__Segmentation labeling items__.
______________________________
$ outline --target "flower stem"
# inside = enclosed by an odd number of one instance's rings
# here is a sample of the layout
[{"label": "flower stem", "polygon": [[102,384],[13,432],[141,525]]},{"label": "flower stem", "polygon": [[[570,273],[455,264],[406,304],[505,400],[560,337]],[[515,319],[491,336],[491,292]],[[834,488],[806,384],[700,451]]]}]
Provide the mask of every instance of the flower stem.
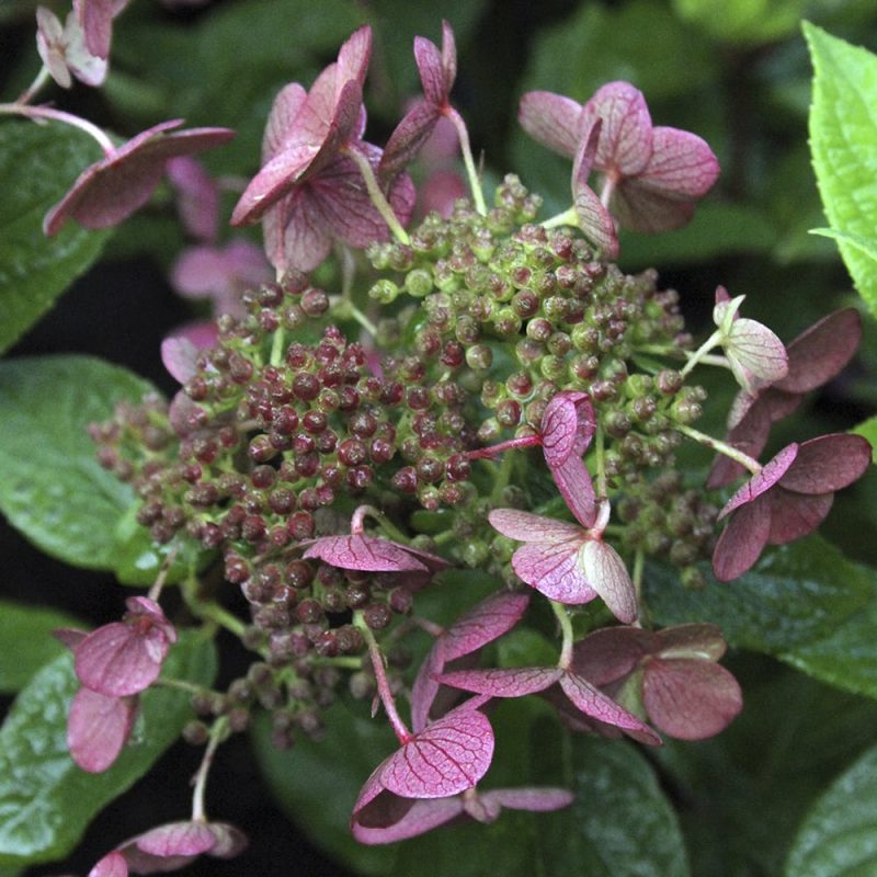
______________________________
__TASK DIRECTIONS__. Reproduce every line of the items above verbatim, leaving out the pictures.

__OUTPUT__.
$ outline --target "flower stem"
# inside = enclosed by an odd number of one instance's rings
# here is a sample of the layout
[{"label": "flower stem", "polygon": [[102,384],[13,432],[141,525]]},{"label": "flower stem", "polygon": [[[570,273],[455,264],[406,304],[505,400],[560,337]],[[515,319],[491,336],[491,292]],[[834,488],[806,384],[700,451]]]}]
Provide the mask of every instance of the flower stem.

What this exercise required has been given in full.